• **What you are asked to do**: Render the lines below as a Markdown table with two columns, Row and Line, numbering each row and skipping blank lines. Leave the pictures out of the table.

(Dataset excerpts on object pointing)
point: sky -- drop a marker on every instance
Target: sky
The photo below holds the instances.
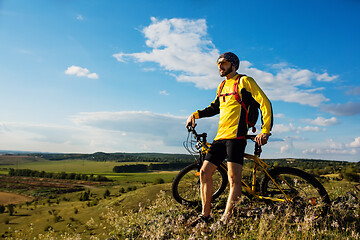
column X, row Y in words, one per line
column 87, row 76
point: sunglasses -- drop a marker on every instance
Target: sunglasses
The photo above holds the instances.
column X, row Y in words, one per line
column 221, row 62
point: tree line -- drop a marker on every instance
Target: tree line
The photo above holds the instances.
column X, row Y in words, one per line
column 61, row 175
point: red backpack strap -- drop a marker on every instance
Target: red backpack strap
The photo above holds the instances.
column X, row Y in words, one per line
column 236, row 94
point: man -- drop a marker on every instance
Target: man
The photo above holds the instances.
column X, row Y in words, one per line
column 230, row 140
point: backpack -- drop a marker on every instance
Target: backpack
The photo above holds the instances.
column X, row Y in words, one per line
column 247, row 102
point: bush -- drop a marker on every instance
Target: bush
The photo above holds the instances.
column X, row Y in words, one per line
column 2, row 209
column 106, row 193
column 351, row 177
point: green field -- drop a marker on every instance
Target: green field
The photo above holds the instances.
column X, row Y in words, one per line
column 138, row 207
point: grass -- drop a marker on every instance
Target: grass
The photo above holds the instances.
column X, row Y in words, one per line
column 75, row 166
column 149, row 212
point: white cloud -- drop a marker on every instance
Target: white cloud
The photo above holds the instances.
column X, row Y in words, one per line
column 346, row 109
column 287, row 146
column 325, row 77
column 183, row 47
column 79, row 17
column 331, row 148
column 279, row 115
column 80, row 72
column 320, row 121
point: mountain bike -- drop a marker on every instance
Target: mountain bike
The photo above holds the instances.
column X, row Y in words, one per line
column 278, row 185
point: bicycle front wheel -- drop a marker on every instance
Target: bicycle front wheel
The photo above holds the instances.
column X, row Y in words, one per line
column 307, row 195
column 186, row 185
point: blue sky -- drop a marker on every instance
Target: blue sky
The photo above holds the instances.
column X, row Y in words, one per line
column 122, row 76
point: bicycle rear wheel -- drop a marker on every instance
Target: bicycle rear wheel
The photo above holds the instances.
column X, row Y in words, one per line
column 186, row 185
column 309, row 197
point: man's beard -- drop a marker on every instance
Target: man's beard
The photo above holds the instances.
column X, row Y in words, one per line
column 226, row 72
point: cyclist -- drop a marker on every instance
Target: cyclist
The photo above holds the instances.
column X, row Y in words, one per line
column 230, row 140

• **Response to the exercise**:
| Row | Line |
|---|---|
| 1 | point: sky -- drop a marker on every instance |
| 2 | Target: sky |
| 3 | The photo below holds the instances. |
| 4 | column X, row Y in words, one per line |
| 5 | column 87, row 76 |
| 6 | point: sunglasses -- drop a marker on every instance |
| 7 | Target: sunglasses |
| 8 | The photo above holds the instances. |
| 9 | column X, row Y in words, one per line |
| 10 | column 221, row 62 |
| 11 | point: tree line -- drop a marker on every instance |
| 12 | Target: tree line |
| 13 | The photo above holds the instances. |
| 14 | column X, row Y in words, one per line |
| 15 | column 61, row 175 |
| 16 | point: red backpack strap -- drop a marker on every instance |
| 17 | Target: red backpack strap |
| 18 | The photo above holds the instances. |
| 19 | column X, row Y in words, one per line |
| 20 | column 236, row 94 |
| 21 | point: man -- drop a marker on every instance |
| 22 | Target: man |
| 23 | The photo above holds the instances. |
| 24 | column X, row Y in words, one per line |
| 25 | column 230, row 140 |
| 26 | point: backpack -- drop a marker on every instance |
| 27 | Target: backpack |
| 28 | The photo above holds the instances. |
| 29 | column X, row Y in words, one per line |
| 30 | column 247, row 102 |
| 31 | point: bush -- drop a marker on every instance |
| 32 | Target: bush |
| 33 | The photo above holds the instances. |
| 34 | column X, row Y in words, one per line |
| 35 | column 2, row 209 |
| 36 | column 106, row 193 |
| 37 | column 351, row 177 |
| 38 | point: green field -- drop a marker on every instance |
| 39 | Target: green field |
| 40 | The photo above holds the instances. |
| 41 | column X, row Y in words, one per line |
| 42 | column 138, row 207 |
| 43 | point: grass -- drop a marker on every instance |
| 44 | Target: grass |
| 45 | The photo above holds the instances. |
| 46 | column X, row Y in words, one per line |
| 47 | column 75, row 166 |
| 48 | column 149, row 212 |
| 49 | point: white cloud -- drop a marker on every instance |
| 50 | Target: white cloud |
| 51 | The photo above holds the instances. |
| 52 | column X, row Y in words, one per line |
| 53 | column 346, row 109 |
| 54 | column 287, row 146 |
| 55 | column 325, row 77 |
| 56 | column 183, row 47 |
| 57 | column 79, row 17 |
| 58 | column 331, row 148 |
| 59 | column 279, row 115 |
| 60 | column 80, row 72 |
| 61 | column 320, row 121 |
| 62 | point: mountain bike -- drop a marker on every instance |
| 63 | Target: mountain bike |
| 64 | The photo above holds the instances. |
| 65 | column X, row Y in words, one per line |
| 66 | column 278, row 185 |
| 67 | point: bicycle front wheel -- drop a marker on every instance |
| 68 | Target: bicycle front wheel |
| 69 | The photo above holds the instances. |
| 70 | column X, row Y in words, one per line |
| 71 | column 307, row 195 |
| 72 | column 186, row 185 |
| 73 | point: blue sky -- drop a marker on every instance |
| 74 | Target: blue sky |
| 75 | The photo above holds the instances. |
| 76 | column X, row Y in words, one per line |
| 77 | column 122, row 76 |
| 78 | point: bicycle rear wheel -- drop a marker on every instance |
| 79 | Target: bicycle rear wheel |
| 80 | The photo above holds the instances. |
| 81 | column X, row Y in words, one per line |
| 82 | column 186, row 185 |
| 83 | column 309, row 197 |
| 84 | point: man's beard -- drop a marker on every instance |
| 85 | Target: man's beard |
| 86 | The photo above holds the instances. |
| 87 | column X, row Y in words, one per line |
| 88 | column 226, row 72 |
| 89 | point: cyclist -- drop a marker on every instance |
| 90 | Target: cyclist |
| 91 | The photo above holds the instances. |
| 92 | column X, row Y in words, one per line |
| 93 | column 230, row 140 |